## GOAL OF THE EXERCISE:
Exactly reproduce each record listed below.

## INPUT RECORDS:
** BEGIN **

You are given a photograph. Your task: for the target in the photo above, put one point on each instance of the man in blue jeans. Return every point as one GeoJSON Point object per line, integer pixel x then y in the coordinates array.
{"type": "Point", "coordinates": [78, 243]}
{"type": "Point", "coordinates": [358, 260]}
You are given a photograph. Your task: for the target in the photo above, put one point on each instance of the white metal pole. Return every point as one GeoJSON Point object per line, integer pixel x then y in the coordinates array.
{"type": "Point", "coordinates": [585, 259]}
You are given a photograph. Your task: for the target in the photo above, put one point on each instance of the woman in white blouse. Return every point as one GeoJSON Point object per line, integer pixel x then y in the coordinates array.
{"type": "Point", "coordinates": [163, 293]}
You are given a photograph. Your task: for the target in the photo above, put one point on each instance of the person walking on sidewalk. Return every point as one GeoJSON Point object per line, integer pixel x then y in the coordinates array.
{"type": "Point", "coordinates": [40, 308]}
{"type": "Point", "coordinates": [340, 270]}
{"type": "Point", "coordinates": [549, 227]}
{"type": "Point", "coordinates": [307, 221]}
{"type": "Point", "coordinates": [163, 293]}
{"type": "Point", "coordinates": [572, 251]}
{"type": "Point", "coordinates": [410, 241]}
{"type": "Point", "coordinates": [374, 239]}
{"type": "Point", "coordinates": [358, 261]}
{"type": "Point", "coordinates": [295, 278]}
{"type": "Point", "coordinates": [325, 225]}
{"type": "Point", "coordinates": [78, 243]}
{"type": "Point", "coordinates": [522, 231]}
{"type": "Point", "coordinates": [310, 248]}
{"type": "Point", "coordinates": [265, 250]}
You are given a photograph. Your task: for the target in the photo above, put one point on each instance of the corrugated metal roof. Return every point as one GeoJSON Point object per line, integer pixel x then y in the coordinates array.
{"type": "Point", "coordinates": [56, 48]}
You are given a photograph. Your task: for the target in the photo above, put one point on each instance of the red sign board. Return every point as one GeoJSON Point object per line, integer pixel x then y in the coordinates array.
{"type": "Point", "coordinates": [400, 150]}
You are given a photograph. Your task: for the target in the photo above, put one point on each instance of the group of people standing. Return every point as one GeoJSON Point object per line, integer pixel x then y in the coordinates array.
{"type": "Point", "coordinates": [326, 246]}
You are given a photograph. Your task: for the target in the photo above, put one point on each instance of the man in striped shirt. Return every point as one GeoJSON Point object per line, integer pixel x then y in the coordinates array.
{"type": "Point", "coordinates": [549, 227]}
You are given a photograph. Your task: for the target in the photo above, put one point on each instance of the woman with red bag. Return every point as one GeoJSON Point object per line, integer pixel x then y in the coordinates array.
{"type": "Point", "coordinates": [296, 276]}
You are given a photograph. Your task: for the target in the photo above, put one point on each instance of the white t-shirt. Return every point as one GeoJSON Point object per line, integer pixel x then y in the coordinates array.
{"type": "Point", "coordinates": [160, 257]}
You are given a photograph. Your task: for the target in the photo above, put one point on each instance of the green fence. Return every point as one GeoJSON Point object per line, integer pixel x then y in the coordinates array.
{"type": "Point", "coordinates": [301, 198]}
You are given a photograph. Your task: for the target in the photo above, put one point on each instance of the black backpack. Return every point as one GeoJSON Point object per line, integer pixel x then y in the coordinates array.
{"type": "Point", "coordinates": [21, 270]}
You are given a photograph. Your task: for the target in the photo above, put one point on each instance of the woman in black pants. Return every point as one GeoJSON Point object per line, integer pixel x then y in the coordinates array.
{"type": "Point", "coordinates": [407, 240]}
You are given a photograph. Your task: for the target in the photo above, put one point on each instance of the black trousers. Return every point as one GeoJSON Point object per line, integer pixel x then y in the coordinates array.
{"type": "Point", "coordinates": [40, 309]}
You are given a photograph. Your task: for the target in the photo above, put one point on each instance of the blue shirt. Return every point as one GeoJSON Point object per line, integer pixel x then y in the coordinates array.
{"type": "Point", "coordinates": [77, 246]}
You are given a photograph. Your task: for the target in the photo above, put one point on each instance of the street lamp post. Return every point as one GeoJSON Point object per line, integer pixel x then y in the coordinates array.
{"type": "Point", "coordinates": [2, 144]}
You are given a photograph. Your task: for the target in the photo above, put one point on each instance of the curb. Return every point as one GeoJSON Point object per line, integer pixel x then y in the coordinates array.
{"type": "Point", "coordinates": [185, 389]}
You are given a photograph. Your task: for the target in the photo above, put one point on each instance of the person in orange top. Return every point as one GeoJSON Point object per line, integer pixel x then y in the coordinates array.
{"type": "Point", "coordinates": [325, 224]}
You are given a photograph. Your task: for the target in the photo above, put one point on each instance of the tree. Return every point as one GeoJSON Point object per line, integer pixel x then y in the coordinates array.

** END **

## THE COMPLETED TASK:
You are given a photograph. Your task: for the target in the photo above, put one point on each instance of the man in blue jeans. Return every point as one GeoJSON Point object per line, integer pixel x then y in the coordinates array.
{"type": "Point", "coordinates": [78, 243]}
{"type": "Point", "coordinates": [358, 260]}
You are given a photograph. Your task: for the target in the photo above, put one point on each instance of the white metal pole. Return every point as one GeoJSON Point object per line, integer pixel x then y in the coordinates array.
{"type": "Point", "coordinates": [585, 259]}
You are given a photograph. Your task: for the target in the photo above, put one point on each instance of the woman in white blouse. Return every point as one GeoJSON Point object per line, integer pixel x then y in the coordinates array.
{"type": "Point", "coordinates": [163, 293]}
You are given a photograph. Your task: for the target in the photo above, put one point on each instance of the person walking on sidewalk. Return every point as one GeoJSON Point object per line, integer pixel x then y in the coordinates array.
{"type": "Point", "coordinates": [40, 308]}
{"type": "Point", "coordinates": [340, 270]}
{"type": "Point", "coordinates": [549, 227]}
{"type": "Point", "coordinates": [307, 221]}
{"type": "Point", "coordinates": [163, 293]}
{"type": "Point", "coordinates": [572, 251]}
{"type": "Point", "coordinates": [410, 241]}
{"type": "Point", "coordinates": [374, 239]}
{"type": "Point", "coordinates": [358, 261]}
{"type": "Point", "coordinates": [295, 278]}
{"type": "Point", "coordinates": [325, 225]}
{"type": "Point", "coordinates": [78, 243]}
{"type": "Point", "coordinates": [522, 231]}
{"type": "Point", "coordinates": [310, 248]}
{"type": "Point", "coordinates": [265, 250]}
You are given a photograph. Your task: for the target in the photo above, put one point on each instance of the corrugated metal roof. Return every point as one GeoJSON Point object per line, integer pixel x then y in the coordinates array.
{"type": "Point", "coordinates": [56, 48]}
You are given a photograph. Your task: for the target in the photo above, put one point on each instance of the red sign board. Return every point as one GeoJSON Point object per line, integer pixel x then y in the coordinates array.
{"type": "Point", "coordinates": [400, 150]}
You are given a photograph. Your task: for the target in the photo above, put one point on each instance of the group of people standing. Return every point as one GeoJSON Point object per line, integer pixel x then y in the coordinates array.
{"type": "Point", "coordinates": [326, 246]}
You are given a photograph. Your task: for the target in the photo above, put one point on each instance of the man in striped shirt. Return every point as one GeoJSON Point object per line, integer pixel x then y in the coordinates array.
{"type": "Point", "coordinates": [549, 227]}
You are given a photograph. Your task: for the target in the photo above, put one point on each instance of the woman with red bag. Return every point as one GeoJSON Point object per line, integer pixel x then y in the coordinates array.
{"type": "Point", "coordinates": [296, 276]}
You are given a photograph. Your task: for the target in the photo above, put one point on each instance of the white t-shirt. Return every point as one GeoJSON Point object per line, integer pixel x then y in the coordinates array.
{"type": "Point", "coordinates": [160, 257]}
You are given a photograph. Your task: for the target in the photo above, put one point on each instance of the green fence. Return every point as one GeoJSON Point object per line, integer pixel x then y in the coordinates array.
{"type": "Point", "coordinates": [301, 198]}
You are given a photograph. Your task: for the target in the photo above, put one point on each instance of the black backpack. Return every point as one GeoJSON Point object per line, integer pixel x then y in the coordinates array.
{"type": "Point", "coordinates": [21, 270]}
You are given a photograph. Your task: for the target in the photo above, put one point on each instance of the woman in black pants. Return every point as one GeoJSON Point object per line, integer pixel x then y in the coordinates array.
{"type": "Point", "coordinates": [407, 240]}
You are given a photograph. Your task: for the target in the photo above, put one point on each instance of the black trousers. Return every point as one GeoJSON Point object per line, integer pixel x then y in the coordinates array.
{"type": "Point", "coordinates": [40, 309]}
You are given a photograph. Your task: for the target in the photo above, put one point on each instance of the blue shirt. Return every point as one GeoJSON Point object per line, integer pixel x then y in the coordinates array.
{"type": "Point", "coordinates": [77, 246]}
You are given a photograph. Your task: for the target in the photo above, put one point on each instance of the street lamp post. Return every point as one GeoJSON Point object per line, integer pixel x then y in the coordinates array.
{"type": "Point", "coordinates": [2, 144]}
You are given a photograph. Your task: for the target in the photo above, put one point on each instance of the curb. Return every point as one GeoJSON Point object per line, integer pixel x then y in the coordinates array.
{"type": "Point", "coordinates": [185, 389]}
You are given a photograph. Your task: for the target in the photo above, put one point on each instance of the person in orange top. Return every point as one GeoJSON Point object per line, integer pixel x then y in the coordinates array.
{"type": "Point", "coordinates": [325, 224]}
You are given a photograph. Your task: for the target in the photo above, put one point on each instance of the tree. Return every point as one GeoJSON Point object per line, integer pixel x then y in the coordinates array.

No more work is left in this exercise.